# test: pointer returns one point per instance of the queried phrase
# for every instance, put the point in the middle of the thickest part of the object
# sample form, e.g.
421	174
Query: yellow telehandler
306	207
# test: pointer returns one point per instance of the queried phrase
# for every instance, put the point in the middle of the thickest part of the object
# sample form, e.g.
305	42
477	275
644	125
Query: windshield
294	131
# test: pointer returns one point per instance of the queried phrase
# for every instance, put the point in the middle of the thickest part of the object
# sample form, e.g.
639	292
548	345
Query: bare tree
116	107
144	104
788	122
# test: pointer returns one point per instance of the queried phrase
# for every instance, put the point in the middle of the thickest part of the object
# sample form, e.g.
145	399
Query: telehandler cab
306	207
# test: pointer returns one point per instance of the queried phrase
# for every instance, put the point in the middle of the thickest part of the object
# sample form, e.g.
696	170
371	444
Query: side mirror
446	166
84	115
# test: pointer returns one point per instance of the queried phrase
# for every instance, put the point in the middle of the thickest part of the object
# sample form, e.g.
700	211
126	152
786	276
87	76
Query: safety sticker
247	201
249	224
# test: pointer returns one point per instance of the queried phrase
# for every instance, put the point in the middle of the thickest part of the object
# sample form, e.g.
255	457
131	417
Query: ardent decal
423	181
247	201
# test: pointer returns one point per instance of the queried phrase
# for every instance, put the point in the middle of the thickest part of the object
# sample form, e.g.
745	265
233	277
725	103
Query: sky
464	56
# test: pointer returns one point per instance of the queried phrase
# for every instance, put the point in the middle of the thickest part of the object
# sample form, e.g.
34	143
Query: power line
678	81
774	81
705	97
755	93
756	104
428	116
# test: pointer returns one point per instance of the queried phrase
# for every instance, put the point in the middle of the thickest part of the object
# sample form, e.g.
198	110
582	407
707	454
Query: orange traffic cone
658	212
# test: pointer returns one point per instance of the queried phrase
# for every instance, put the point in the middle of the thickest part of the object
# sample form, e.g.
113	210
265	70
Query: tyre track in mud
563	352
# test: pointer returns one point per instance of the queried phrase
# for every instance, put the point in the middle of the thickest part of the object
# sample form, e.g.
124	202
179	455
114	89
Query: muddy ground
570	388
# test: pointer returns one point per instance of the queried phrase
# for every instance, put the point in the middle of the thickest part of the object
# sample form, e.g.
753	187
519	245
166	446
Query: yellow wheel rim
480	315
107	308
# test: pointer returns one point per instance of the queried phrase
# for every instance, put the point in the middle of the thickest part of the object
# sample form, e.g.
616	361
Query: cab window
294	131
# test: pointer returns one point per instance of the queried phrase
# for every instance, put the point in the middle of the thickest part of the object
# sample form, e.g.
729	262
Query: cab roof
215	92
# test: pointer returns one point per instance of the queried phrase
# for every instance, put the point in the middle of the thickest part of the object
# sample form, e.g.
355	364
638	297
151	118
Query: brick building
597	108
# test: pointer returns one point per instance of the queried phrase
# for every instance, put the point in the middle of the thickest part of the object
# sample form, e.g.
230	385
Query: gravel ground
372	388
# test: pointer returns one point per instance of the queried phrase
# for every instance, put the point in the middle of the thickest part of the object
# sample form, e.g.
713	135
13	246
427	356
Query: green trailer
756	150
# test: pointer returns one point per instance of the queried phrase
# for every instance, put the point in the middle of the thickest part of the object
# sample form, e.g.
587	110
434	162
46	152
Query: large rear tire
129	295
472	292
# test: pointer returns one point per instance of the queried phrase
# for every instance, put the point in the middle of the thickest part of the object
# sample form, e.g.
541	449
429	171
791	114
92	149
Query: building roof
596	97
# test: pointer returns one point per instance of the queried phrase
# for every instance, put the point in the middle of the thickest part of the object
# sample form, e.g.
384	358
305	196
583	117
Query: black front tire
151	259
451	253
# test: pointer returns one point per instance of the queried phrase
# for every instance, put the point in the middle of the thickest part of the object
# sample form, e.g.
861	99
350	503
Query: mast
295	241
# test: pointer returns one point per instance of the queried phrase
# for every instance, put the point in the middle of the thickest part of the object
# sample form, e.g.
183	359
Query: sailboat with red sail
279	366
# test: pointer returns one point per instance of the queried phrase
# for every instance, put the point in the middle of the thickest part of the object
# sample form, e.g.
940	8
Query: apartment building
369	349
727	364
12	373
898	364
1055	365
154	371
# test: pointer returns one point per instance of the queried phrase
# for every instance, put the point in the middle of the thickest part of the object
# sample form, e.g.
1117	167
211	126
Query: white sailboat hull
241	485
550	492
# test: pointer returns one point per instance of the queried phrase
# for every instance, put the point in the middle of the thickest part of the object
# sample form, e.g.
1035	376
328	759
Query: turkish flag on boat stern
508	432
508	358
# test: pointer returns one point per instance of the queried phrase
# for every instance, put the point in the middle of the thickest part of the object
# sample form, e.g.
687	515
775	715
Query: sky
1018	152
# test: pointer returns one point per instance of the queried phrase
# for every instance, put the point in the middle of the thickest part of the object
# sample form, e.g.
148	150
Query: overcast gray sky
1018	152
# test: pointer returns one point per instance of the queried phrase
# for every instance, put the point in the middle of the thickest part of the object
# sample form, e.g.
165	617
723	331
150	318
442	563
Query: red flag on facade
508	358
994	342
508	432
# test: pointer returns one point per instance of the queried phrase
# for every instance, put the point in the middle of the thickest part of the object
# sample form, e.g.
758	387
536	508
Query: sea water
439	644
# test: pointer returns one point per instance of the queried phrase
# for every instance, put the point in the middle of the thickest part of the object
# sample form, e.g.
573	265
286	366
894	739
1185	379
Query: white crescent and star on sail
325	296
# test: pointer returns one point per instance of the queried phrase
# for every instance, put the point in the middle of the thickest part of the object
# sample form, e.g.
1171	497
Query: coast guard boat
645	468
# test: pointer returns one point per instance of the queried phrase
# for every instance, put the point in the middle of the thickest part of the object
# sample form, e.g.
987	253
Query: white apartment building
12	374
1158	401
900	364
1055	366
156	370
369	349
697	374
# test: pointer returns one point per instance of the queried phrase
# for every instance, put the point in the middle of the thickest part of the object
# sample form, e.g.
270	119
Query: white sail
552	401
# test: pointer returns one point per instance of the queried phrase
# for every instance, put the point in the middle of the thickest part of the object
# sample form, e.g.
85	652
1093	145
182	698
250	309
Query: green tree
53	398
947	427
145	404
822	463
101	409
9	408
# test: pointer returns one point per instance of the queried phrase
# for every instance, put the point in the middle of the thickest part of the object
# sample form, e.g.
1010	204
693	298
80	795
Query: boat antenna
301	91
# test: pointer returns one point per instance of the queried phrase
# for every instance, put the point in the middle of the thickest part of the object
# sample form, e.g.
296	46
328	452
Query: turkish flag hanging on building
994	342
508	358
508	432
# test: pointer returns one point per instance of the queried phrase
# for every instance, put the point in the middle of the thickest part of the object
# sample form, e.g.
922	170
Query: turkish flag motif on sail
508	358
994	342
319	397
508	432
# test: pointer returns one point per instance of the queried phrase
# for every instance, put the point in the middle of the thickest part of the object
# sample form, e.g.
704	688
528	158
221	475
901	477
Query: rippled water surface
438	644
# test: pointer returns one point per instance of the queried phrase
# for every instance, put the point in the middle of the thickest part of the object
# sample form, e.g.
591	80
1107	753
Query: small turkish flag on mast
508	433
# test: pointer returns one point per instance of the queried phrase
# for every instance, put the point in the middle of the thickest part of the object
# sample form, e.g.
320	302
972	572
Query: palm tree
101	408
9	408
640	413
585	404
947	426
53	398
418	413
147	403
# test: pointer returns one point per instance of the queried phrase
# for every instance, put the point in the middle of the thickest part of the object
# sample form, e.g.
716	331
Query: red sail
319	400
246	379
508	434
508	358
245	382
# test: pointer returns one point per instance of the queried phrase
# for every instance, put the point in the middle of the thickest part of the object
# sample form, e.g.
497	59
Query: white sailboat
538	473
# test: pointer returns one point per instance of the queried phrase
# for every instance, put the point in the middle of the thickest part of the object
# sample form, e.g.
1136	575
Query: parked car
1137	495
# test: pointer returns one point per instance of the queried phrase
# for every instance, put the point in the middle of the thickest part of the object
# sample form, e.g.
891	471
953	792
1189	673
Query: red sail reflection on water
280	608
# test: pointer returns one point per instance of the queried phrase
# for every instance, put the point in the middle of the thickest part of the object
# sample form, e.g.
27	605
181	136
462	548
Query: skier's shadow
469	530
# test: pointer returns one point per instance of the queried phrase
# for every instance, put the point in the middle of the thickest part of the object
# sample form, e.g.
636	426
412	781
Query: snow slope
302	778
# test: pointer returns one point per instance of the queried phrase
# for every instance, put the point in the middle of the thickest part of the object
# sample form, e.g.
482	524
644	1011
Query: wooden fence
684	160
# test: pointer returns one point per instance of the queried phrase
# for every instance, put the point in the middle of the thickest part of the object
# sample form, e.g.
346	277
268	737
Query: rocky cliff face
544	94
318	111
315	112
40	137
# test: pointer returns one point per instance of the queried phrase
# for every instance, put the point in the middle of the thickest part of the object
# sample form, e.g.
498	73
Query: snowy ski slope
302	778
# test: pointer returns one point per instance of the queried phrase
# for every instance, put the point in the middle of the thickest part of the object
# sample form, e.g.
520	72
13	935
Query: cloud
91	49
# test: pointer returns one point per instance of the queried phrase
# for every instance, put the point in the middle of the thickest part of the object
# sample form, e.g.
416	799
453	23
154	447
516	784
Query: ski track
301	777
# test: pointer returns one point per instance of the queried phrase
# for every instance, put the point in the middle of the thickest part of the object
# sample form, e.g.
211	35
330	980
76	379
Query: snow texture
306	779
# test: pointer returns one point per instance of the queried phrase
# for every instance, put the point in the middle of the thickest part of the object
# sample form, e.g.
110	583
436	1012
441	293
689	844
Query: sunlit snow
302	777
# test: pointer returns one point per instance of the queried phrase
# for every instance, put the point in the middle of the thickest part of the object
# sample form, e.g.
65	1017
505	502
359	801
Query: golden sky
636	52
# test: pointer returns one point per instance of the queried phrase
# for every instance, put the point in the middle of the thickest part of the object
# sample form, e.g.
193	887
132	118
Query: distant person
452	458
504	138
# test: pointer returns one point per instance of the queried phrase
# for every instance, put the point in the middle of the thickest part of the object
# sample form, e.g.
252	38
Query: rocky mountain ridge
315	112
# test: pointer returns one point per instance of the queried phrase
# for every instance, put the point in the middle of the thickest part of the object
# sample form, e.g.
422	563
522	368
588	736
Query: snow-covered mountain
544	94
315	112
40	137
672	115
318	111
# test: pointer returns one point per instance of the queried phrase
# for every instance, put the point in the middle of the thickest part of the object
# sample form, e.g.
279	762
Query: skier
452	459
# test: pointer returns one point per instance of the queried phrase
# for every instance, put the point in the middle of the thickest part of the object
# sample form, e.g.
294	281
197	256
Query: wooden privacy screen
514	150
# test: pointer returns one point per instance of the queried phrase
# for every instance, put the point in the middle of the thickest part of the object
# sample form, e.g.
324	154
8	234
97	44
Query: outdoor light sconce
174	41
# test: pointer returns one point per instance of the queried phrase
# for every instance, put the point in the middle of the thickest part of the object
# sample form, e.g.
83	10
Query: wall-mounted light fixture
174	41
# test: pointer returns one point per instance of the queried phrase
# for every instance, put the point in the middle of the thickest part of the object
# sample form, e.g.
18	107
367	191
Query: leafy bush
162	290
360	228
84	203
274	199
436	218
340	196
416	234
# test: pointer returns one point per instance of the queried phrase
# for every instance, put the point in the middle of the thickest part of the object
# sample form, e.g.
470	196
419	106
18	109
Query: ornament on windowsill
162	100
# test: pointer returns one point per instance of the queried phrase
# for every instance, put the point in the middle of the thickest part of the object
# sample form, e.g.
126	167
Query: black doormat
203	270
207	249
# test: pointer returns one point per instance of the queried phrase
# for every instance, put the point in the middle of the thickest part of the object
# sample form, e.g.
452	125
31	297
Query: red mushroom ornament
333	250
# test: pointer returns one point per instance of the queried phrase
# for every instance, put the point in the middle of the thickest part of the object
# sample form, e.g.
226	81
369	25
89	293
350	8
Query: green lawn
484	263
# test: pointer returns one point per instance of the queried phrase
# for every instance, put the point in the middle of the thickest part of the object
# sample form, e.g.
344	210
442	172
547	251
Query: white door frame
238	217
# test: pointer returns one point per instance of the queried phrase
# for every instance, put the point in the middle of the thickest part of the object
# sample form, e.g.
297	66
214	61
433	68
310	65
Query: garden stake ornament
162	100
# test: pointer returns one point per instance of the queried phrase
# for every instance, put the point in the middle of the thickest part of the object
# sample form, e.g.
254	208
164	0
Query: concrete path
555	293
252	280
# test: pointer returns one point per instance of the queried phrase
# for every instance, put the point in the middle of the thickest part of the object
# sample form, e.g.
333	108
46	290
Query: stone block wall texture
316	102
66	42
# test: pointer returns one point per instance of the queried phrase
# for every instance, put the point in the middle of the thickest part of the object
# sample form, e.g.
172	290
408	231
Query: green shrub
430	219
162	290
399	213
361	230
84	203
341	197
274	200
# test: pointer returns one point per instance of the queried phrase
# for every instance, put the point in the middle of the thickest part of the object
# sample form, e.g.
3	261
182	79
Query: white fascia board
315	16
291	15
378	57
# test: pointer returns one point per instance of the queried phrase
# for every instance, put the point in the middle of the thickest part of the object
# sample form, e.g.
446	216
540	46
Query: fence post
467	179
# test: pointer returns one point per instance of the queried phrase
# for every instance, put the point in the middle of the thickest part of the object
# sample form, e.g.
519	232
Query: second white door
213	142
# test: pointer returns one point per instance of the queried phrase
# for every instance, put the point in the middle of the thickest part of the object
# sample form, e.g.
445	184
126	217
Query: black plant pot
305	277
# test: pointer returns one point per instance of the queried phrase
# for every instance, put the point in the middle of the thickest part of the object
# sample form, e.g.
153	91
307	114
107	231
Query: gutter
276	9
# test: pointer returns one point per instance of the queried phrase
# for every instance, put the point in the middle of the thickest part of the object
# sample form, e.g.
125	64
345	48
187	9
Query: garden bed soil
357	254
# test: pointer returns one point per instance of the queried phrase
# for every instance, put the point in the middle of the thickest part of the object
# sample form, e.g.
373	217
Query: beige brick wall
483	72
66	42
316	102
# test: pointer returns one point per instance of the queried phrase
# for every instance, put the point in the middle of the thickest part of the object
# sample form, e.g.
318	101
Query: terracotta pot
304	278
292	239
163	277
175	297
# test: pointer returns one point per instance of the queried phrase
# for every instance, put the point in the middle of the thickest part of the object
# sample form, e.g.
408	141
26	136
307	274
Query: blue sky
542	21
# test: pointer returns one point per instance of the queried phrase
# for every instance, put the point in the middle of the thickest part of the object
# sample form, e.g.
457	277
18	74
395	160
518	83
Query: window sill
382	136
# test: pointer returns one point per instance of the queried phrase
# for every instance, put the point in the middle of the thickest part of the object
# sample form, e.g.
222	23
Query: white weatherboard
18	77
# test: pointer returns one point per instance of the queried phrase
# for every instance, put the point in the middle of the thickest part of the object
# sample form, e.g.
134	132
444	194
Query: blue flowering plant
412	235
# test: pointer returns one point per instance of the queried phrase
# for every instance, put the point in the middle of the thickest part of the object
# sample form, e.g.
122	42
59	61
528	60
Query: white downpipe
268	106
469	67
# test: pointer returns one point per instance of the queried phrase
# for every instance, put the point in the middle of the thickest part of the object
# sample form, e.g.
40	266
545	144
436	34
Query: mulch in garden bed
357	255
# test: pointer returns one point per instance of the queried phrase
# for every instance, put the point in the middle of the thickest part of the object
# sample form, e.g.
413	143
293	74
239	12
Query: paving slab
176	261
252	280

--

YOUR GOAL - Identify every line in the listing above that contains the word "texture", treating uppercase and lowercase as different, and copy each of those lines.

SOLUTION TO THIS EXERCISE -
Query: snow texture
Query: stone block wall texture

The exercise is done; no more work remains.